### [Source extract]
Driving is therapy for me. I love nothing more than to drive with my music blaring. So when someone causes me a minor inconvenience while I'm in session—it's on. Depending on the perceived violation, I can be as mild as just ignoring them to as spicy as raining hellfire on everything they've ever loved. Unfortunately for everyone else, I don't have a gray area.


So the problem has been identified. Now let's think about why.


When I go out for any reason, I meticulously plan every trip detail. Call it OCD or my intelligence training—I have to plan. Part of my planning is to give myself between 30 and 45 minutes to get to where I need to go. I think this probably comes from when I was younger. My parents were late to every single function. And not just a little bit late...sometimes hours late. Even though I had no control over when we arrived, I still felt the hot sting of humiliation on my cheeks.


As an adult with a driver's license, I vowed never to be late for anything again. I've stuck to that vow, but I think I need to make some adjustments to my actions and my thinking. The other day I was driving—I was behind a cement truck moving at a glacial pace and had about 2 miles until I had to turn. Ordinarily, I would get pissy until I could get around the truck. This time I didn't go around the truck even when I could.


I examined my emotions and decided to stay patient and precisely where I was. I was still going to arrive with about 20 minutes to spare, so there was no reason, other than vanity, to have a meltdown about the slow truck. The truck was just the symbol of my usual frustration when I think I'm going to be late for something.

### [What to do]
A – In the driving essay, how much time does the writer plan to allow for getting somewhere?
B – Give the gist of the driving essay in two sentences.

### [Dataset items]
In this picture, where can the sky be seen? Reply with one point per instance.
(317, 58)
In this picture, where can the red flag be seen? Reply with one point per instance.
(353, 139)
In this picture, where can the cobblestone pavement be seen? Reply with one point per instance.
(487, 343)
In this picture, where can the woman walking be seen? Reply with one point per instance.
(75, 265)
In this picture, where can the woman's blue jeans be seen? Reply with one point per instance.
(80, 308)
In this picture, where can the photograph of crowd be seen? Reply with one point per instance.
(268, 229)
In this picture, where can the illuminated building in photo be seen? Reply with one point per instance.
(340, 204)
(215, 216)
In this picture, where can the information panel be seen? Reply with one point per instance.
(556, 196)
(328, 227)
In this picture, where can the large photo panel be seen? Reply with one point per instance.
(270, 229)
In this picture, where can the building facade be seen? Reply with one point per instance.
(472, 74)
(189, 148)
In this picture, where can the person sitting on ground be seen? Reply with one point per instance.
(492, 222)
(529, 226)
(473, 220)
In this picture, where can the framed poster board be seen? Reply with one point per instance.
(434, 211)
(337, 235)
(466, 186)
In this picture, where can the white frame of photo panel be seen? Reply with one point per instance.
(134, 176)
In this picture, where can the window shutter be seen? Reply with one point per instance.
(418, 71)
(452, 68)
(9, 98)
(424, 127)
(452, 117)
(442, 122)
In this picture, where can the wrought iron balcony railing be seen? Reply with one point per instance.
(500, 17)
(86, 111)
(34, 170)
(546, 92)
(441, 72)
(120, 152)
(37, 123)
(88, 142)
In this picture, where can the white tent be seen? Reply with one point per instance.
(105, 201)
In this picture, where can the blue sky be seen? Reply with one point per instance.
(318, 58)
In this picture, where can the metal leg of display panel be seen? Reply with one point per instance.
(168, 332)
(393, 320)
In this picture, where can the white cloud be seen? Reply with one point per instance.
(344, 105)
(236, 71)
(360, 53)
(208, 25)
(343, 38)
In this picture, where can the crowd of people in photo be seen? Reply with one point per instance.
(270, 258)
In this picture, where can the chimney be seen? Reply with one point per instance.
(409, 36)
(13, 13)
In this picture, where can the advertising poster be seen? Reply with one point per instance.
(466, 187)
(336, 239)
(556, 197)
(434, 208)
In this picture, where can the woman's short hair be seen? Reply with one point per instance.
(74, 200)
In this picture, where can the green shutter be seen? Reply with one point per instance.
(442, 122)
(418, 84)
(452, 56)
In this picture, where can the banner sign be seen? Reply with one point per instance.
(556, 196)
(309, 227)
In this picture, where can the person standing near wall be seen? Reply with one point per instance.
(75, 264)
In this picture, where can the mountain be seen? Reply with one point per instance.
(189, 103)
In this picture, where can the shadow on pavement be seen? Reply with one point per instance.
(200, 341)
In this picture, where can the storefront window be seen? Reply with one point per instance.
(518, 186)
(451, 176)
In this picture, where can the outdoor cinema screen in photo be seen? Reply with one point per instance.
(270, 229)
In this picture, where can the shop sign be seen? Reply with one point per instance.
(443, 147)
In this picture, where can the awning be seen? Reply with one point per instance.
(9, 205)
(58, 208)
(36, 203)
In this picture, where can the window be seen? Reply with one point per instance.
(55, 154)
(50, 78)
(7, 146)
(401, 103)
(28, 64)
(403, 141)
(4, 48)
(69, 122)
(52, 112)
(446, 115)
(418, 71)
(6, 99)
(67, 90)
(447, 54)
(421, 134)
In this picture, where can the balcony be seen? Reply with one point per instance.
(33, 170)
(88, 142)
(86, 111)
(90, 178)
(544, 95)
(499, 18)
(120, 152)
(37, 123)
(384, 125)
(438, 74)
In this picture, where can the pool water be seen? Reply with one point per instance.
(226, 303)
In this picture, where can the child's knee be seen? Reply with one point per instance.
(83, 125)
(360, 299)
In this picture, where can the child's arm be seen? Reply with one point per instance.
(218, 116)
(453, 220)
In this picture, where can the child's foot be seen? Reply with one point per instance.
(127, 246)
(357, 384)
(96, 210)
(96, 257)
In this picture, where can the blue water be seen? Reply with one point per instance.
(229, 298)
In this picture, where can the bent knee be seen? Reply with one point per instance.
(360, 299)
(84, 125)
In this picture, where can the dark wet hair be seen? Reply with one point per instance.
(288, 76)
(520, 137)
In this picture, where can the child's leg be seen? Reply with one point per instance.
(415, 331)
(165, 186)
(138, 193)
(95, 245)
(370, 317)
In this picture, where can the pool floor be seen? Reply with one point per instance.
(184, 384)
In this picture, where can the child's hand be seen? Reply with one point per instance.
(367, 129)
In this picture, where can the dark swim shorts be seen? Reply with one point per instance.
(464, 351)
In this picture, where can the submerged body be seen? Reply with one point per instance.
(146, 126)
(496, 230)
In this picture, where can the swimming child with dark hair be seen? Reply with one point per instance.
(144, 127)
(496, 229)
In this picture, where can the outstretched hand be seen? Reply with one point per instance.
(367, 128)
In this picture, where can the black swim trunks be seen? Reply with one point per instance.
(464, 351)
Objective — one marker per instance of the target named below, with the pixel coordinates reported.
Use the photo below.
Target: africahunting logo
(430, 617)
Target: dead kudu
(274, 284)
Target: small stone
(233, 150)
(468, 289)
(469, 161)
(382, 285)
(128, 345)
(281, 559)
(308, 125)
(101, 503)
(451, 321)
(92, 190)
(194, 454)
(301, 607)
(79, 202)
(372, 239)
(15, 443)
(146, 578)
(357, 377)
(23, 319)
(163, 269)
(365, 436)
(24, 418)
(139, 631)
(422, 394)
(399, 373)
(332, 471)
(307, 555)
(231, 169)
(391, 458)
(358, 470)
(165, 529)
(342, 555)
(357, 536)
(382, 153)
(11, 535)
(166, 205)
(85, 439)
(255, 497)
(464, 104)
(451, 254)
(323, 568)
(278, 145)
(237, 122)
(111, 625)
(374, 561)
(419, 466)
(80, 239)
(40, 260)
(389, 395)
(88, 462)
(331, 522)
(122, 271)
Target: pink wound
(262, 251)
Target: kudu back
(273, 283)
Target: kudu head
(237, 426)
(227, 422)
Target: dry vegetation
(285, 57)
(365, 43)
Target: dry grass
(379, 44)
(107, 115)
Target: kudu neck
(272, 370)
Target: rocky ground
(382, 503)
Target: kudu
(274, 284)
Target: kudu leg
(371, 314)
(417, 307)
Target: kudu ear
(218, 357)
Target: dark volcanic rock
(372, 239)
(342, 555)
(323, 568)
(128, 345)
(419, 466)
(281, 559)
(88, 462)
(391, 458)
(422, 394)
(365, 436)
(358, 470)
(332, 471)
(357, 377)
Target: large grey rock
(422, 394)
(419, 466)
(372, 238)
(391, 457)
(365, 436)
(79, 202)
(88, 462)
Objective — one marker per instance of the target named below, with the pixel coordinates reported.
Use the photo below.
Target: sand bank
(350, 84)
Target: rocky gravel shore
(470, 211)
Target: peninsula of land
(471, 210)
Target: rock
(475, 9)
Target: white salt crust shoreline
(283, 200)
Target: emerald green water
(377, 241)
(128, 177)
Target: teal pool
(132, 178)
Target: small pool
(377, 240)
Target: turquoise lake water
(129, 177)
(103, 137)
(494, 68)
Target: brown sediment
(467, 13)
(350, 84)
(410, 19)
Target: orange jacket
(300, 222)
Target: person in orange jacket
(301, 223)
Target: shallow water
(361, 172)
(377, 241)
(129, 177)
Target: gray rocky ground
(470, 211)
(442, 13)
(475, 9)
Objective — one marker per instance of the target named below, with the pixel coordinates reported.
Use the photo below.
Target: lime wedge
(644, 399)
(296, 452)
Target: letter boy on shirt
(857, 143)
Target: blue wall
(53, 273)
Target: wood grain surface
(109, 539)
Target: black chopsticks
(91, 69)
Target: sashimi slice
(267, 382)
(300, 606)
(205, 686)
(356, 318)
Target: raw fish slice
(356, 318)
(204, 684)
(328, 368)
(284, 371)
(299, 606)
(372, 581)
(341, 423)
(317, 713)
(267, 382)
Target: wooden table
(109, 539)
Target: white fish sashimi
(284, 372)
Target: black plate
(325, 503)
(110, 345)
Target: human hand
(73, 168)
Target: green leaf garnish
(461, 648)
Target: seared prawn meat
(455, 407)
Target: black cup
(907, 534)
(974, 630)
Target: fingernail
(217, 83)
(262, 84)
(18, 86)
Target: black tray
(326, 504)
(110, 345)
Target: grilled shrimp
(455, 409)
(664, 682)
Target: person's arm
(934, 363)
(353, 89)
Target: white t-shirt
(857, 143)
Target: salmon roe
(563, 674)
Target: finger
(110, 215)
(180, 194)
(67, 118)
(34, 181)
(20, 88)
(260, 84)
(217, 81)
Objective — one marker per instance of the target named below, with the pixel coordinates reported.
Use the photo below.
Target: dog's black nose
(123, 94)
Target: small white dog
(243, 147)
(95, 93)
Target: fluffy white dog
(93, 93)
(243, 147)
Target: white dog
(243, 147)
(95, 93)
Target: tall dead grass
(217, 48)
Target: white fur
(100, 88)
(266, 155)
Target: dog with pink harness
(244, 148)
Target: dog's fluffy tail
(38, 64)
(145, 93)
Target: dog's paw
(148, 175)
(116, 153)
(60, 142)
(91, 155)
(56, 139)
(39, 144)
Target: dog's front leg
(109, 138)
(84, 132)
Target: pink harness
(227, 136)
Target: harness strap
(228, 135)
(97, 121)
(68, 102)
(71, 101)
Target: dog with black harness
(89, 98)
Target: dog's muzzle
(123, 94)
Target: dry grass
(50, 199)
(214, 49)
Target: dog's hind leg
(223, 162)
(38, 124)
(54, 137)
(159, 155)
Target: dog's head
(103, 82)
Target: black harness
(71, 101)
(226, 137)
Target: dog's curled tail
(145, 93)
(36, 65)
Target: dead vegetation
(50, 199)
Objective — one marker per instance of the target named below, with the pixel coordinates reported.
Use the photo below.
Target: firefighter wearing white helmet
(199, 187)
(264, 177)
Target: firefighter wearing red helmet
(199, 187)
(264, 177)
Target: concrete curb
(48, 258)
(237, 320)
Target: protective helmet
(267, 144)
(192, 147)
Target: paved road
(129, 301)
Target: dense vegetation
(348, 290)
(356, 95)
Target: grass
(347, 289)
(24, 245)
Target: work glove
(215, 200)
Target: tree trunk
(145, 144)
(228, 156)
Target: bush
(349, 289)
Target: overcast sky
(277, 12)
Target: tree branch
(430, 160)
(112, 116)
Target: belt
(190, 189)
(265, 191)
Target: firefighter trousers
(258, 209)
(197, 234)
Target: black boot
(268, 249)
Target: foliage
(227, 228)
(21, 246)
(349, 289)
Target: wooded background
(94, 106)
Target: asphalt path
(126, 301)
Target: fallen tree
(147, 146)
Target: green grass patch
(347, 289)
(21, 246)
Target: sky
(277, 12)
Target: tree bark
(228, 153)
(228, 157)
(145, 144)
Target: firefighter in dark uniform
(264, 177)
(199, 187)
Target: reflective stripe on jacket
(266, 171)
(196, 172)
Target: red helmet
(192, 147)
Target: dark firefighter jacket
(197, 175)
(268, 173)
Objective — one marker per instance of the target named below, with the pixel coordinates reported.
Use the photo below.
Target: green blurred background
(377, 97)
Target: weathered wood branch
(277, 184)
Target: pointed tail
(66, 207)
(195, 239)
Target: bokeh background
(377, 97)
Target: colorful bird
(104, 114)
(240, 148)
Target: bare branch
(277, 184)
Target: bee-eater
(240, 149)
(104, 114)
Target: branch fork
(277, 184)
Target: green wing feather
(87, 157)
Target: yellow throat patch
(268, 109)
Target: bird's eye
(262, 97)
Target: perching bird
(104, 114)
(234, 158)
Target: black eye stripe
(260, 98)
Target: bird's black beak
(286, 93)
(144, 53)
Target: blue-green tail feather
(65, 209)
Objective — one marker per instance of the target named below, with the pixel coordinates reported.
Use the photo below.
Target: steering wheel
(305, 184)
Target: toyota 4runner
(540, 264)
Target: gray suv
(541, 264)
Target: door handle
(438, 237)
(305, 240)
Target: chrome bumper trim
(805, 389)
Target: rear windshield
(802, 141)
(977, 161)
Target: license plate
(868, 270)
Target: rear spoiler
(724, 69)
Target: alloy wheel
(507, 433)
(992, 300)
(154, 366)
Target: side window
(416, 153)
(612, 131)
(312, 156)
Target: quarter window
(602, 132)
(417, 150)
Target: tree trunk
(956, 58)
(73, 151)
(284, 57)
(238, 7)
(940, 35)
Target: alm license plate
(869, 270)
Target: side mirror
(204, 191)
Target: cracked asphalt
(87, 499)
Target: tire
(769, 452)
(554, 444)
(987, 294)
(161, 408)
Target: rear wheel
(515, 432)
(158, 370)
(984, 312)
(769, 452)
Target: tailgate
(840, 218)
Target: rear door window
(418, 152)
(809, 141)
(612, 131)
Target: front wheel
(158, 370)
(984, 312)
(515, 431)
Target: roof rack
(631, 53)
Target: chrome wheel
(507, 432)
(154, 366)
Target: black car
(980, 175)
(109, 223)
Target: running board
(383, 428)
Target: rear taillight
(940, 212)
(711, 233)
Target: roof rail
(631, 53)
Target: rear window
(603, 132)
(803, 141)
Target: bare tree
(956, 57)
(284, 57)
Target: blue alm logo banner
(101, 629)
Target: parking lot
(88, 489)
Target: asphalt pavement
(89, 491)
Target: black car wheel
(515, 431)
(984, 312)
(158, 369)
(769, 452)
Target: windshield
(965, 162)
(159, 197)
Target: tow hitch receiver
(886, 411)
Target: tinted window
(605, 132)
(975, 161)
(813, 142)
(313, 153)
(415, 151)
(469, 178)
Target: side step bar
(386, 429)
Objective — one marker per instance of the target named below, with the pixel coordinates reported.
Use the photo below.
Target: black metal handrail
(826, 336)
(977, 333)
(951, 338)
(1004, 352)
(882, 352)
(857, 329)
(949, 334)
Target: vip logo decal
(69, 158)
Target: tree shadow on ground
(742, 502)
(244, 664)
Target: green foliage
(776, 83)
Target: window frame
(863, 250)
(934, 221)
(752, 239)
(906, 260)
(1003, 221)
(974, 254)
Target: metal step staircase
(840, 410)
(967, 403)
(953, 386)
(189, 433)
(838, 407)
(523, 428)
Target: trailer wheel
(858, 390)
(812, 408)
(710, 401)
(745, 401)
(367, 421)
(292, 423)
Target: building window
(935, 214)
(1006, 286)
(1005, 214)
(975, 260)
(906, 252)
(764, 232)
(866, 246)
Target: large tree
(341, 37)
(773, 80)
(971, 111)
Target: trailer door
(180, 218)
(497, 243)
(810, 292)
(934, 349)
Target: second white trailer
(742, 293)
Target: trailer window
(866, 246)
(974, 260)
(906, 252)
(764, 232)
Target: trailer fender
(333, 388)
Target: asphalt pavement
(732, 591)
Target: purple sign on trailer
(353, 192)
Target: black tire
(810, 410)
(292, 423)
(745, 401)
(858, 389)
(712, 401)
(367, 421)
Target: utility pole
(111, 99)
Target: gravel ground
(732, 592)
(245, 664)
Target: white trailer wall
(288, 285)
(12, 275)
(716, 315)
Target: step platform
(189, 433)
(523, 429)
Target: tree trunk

### [Results by task]
A – Between 30 and 45 minutes.

B – The writer loves driving but reacts strongly to minor inconveniences on the road, a habit traced to a childhood of parents who were always late and a resulting vow never to be late. Stuck behind a slow cement truck with about 20 minutes to spare, the writer chose to stay patient, seeing the truck as a symbol of the usual frustration about being late.